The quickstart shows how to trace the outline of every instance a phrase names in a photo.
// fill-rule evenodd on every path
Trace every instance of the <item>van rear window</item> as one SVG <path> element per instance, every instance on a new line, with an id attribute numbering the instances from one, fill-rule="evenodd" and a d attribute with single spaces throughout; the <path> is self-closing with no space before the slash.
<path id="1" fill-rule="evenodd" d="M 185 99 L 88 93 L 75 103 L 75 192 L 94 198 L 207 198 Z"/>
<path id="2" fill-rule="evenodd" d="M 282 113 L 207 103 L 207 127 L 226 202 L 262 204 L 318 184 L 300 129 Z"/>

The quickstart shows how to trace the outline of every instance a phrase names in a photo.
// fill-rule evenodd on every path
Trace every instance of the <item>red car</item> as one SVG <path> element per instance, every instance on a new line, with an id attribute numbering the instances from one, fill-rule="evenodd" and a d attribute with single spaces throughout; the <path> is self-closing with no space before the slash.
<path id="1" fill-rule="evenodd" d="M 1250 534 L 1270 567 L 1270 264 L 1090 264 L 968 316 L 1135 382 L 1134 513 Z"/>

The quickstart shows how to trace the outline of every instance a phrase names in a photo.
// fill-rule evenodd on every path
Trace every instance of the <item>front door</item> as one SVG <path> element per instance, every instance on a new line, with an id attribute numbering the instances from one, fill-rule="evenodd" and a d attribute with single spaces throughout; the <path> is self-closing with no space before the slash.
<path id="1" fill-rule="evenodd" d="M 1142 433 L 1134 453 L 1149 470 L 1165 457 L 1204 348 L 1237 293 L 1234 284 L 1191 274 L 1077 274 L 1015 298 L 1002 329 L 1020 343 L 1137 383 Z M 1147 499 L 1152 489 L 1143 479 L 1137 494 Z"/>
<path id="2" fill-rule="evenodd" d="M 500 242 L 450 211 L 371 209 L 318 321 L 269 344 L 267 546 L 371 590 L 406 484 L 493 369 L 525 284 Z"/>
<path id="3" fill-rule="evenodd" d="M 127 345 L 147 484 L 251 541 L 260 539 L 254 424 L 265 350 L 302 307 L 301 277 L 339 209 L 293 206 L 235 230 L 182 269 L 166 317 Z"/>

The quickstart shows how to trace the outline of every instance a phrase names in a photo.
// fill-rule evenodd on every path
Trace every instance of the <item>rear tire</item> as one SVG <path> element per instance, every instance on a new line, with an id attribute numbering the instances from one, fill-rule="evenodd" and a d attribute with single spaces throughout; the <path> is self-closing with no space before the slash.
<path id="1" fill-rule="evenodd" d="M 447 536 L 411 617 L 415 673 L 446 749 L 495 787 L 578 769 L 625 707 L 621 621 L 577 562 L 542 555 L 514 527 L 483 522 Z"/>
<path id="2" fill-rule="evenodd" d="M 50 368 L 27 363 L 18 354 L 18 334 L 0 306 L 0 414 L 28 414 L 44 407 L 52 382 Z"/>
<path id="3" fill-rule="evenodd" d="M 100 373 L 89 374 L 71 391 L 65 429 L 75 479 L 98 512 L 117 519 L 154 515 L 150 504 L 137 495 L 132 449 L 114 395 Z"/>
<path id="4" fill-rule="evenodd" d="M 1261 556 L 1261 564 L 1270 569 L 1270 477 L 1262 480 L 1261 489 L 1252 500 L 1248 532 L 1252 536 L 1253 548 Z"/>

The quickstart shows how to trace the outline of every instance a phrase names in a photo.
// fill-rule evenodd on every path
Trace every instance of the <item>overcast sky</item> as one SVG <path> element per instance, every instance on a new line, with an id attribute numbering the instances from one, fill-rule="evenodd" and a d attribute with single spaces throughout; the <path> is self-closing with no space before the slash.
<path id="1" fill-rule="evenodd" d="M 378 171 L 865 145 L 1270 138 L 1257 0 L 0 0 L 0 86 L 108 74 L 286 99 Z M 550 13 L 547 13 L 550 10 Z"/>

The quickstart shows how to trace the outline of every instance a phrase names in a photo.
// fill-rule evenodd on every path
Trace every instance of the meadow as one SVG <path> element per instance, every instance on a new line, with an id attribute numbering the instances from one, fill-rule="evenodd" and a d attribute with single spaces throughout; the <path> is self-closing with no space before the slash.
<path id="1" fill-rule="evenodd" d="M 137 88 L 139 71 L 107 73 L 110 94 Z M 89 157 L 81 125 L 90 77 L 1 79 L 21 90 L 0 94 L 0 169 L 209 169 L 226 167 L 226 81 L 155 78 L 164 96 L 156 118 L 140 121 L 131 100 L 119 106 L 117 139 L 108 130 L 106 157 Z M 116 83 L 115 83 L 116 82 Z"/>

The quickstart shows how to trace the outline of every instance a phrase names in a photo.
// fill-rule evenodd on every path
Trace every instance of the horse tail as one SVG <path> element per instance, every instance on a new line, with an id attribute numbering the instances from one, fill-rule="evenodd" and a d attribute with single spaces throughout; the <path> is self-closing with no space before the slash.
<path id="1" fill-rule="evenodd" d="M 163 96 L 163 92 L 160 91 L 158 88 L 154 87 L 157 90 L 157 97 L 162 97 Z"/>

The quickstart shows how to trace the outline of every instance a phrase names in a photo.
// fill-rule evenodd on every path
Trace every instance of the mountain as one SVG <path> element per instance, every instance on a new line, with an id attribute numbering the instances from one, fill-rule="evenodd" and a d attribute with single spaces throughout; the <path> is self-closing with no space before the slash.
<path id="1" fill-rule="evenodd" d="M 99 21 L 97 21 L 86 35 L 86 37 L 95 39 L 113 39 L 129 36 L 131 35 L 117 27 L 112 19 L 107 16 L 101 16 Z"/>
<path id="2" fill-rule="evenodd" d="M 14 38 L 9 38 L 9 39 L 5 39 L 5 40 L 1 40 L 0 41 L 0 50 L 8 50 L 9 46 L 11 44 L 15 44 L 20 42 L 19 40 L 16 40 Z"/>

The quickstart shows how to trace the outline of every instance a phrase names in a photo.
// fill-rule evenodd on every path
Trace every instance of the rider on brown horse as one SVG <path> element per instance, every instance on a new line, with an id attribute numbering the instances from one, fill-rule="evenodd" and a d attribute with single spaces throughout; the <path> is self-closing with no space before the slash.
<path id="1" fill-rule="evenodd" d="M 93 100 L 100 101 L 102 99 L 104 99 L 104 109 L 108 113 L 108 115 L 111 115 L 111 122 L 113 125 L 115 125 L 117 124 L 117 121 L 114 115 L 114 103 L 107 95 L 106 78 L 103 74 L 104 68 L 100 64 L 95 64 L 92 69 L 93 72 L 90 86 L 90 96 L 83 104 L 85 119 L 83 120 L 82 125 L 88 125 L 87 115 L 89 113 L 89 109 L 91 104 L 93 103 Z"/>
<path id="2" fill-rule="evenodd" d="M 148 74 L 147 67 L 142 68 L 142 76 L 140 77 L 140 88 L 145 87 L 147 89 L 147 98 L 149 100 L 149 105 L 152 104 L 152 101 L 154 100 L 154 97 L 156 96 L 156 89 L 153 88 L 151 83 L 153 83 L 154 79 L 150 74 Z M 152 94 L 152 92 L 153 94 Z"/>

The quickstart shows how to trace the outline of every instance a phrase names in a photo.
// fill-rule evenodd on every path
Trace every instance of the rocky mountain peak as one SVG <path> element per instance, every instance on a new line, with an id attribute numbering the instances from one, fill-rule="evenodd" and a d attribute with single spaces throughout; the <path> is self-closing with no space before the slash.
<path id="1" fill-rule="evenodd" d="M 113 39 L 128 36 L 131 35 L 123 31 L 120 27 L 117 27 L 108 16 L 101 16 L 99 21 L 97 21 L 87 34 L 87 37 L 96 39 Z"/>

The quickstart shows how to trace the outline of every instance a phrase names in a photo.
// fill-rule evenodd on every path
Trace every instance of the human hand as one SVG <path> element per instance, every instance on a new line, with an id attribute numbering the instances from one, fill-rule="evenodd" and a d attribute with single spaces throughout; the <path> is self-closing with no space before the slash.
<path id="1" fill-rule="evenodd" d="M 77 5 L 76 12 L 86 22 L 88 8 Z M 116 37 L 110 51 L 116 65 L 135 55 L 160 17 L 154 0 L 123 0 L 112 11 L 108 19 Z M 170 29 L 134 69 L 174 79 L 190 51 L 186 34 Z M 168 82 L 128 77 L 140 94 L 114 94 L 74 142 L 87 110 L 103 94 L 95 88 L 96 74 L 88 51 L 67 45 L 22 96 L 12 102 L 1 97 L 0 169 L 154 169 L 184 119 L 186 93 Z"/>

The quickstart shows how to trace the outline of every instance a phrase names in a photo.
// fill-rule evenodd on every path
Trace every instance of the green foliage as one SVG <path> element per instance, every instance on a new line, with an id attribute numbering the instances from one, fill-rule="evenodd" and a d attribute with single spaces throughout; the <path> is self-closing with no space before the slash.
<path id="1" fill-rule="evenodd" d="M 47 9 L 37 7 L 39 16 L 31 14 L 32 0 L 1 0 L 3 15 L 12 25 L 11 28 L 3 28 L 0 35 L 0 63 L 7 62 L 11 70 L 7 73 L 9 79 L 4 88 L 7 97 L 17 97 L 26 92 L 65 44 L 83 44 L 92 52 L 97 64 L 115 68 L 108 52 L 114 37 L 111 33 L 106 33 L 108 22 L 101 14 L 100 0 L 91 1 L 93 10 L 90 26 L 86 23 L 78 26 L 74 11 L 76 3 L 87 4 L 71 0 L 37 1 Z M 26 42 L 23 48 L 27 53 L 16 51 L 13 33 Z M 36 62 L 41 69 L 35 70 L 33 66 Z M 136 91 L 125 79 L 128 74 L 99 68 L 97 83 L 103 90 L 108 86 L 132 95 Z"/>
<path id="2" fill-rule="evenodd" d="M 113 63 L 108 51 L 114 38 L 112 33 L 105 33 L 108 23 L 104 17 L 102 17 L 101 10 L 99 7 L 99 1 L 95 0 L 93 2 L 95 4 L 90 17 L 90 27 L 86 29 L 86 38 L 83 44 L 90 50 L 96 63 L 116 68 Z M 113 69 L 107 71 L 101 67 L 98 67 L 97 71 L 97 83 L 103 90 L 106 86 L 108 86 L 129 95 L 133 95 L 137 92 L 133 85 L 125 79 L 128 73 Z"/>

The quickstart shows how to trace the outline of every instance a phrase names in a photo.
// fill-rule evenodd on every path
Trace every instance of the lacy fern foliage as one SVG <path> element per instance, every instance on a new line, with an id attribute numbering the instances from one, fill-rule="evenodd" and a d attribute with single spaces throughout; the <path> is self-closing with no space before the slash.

# # # #

How many lines in the records above contain the string "rear"? Reply with the number alone.

2